Problems and tasks
[a] Copy the passage from the HVAC monitoring text word for word, starting at "FIG. 3 is a" and ending after "a control module.".
[b] Extend the HVAC monitoring text, beginning right after its final sentence.

Text passage
>>>>>

In other features, the table is predefined when commissioning the HVAC system. In other features, the table is predefined based on a model of the HVAC system. In other features, the method includes filling out the table. In other features, the method includes inferring the commanded operating mode of the HVAC system using the additional data in response to the commanded operating mode being unknown.

In other features, the method includes storing the inference and the received aggregate control line current for future use. In other features, the additional data includes an outside ambient temperature in a geographic region of the HVAC system. In other features, the additional data includes a supply air temperature of the HVAC system. In other features, the additional data includes a refrigerant line temperature of the HVAC system. In other features, the additional data includes a time of year.

In other features, the additional data includes a total current consumption of the HVAC system. In other features, the total current draw of the HVAC system includes all current drawn by components of (i) an indoor enclosure of the HVAC system or (ii) an outdoor enclosure of the HVAC system. In other features, the additional data comprises at least one of: (i) a steady state value of a total current consumed by the indoor enclosure; and (ii) a time or frequency domain characterization of the total current consumed by the indoor enclosure.

Further areas of applicability of the present disclosure will become apparent from the detailed description, claims, and drawings. The specific embodiments and specific examples are intended for purposes of illustration only and are not intended to limit the scope of the present disclosure.

Drawings

The present disclosure will become more fully understood from the detailed description and the accompanying drawings.

FIG. 1 is a block diagram of an exemplary HVAC system according to the prior art.

FIG. 2A is a functional block diagram of an exemplary HVAC system including an implementation of an air handler monitor module.

FIG. 2B is a functional block diagram of an exemplary HVAC system including an implementation of a condensation monitor module.

FIG. 2C is a functional block diagram of an exemplary HVAC system based on a heat pump.

FIG. 3 is a high-level functional block diagram of an exemplary system including an implementation of a remote monitoring system.

FIG. 4 is a table of exemplary current values corresponding to operating modes for a particular HVAC system installation.

Fig. 5A-5B are functional block diagrams illustrating additional details of an exemplary control line between a thermostat and a control module.

FIG. 6 is a flow chart of an exemplary operation of a monitoring system for determining an operating mode of an HVAC system based on a control line current.

<<<<<

Exercise data
>>>>>

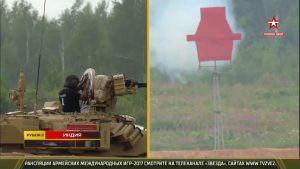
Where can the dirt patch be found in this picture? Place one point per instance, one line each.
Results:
(284, 153)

<<<<<

Responses in order
[a]
FIG. 3 is a high-level functional block diagram of an exemplary system including an implementation of a remote monitoring system.

FIG. 4 is a table of exemplary current values corresponding to operating modes for a particular HVAC system installation.

Fig. 5A-5B are functional block diagrams illustrating additional details of an exemplary control line between a thermostat and a control module.

[b]
In the drawings, reference numbers may be repeated to identify similar and/or identical elements.

Detailed Description

In accordance with the present disclosure, a monitoring system may be integrated with a residential or light commercial HVAC (heating, ventilation, or air conditioning) system of a building. The monitoring system may provide information regarding the status, maintenance, and efficiency of the HVAC system to customers and/or contractors associated with the building. For example, the building may be a single family residence, and the customer may be a homeowner, landlord, or tenant. In other implementations, the building may be a light commercial building and the customer may be a building owner, tenant, or property management company.

As used in this application, the term HVAC may include all environmental comfort systems in a building (including heating, cooling, humidification, dehumidification, and air exchange and purification), and cover devices such as furnaces, heat pumps, humidifiers, dehumidifiers, and air conditioners. An HVAC system as described in this application does not necessarily include both heating and air conditioning, and may instead have only one or the other.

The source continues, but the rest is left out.